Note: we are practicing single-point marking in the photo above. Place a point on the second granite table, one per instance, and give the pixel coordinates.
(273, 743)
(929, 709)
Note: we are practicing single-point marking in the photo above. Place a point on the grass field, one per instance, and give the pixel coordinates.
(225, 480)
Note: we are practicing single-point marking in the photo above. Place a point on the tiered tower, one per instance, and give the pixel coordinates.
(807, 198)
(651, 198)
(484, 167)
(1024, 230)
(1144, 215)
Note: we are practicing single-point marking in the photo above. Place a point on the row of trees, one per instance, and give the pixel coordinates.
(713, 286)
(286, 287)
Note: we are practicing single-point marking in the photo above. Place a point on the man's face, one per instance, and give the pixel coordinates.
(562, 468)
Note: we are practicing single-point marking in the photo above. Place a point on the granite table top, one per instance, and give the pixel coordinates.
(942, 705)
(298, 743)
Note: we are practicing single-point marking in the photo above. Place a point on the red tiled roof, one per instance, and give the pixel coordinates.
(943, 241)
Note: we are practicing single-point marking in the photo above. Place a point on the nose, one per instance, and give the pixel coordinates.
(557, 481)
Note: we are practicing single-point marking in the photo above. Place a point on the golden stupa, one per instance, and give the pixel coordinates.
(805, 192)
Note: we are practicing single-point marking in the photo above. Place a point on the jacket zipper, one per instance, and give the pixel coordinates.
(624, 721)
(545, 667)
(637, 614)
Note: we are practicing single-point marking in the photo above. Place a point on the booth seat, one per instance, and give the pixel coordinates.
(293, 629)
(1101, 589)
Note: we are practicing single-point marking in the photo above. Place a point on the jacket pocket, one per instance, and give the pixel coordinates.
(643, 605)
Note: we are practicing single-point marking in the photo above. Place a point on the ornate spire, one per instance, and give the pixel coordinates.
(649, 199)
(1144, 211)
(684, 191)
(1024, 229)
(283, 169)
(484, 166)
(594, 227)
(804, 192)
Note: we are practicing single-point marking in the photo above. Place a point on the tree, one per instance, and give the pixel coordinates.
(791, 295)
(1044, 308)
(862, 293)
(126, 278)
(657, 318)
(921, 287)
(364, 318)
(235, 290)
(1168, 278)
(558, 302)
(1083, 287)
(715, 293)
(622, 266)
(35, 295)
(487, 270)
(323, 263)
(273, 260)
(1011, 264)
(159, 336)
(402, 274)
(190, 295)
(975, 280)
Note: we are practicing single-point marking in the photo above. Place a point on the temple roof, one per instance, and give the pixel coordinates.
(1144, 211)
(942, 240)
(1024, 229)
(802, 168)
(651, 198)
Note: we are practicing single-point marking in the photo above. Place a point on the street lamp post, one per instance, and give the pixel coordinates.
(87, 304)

⁂

* _Your instructions_
Give back exactly the lines running from the line containing "jacket zipper, one" through the end of the material above, both included, and nothing beyond them.

* _Answer space_
Note: we are practicing single-point marking in the photo above. Place a point on the jacket zipper, one per instance, and give the pixel coordinates.
(624, 721)
(545, 667)
(637, 614)
Note: we are practicing single-point marking in the photo above. Place a point on the booth seat, one per instance, and give the pixel coordinates.
(293, 629)
(1101, 589)
Note: we are practicing single-point marking in the photo above. Place a point on the jacket pocket, one per instance, and give the pixel coordinates.
(643, 605)
Note: we are practicing single-point marking in the photo above. Place a point on the ornate spire, one per instance, and give the pixel coordinates.
(649, 199)
(1144, 211)
(684, 191)
(1024, 229)
(283, 169)
(484, 166)
(594, 227)
(804, 192)
Note: we are practicing single-point marking in the photo above. Place a point on the tree, one per instance, and give the pixel coordinates.
(791, 295)
(1044, 308)
(862, 293)
(126, 278)
(657, 318)
(921, 287)
(364, 318)
(235, 290)
(1168, 278)
(558, 302)
(1083, 287)
(715, 293)
(622, 266)
(35, 295)
(487, 270)
(323, 263)
(273, 260)
(1011, 264)
(159, 336)
(402, 274)
(190, 295)
(975, 280)
Note: we are practicing single-point marking in the photo above. Place a point on the temple roof, one per instance, and give the pixel coordinates.
(1144, 211)
(942, 240)
(1024, 229)
(802, 168)
(651, 198)
Note: we are practicing single-point marking in the photo above. Place a point on the street lamp post, one per instance, and give the pixel coordinates.
(87, 304)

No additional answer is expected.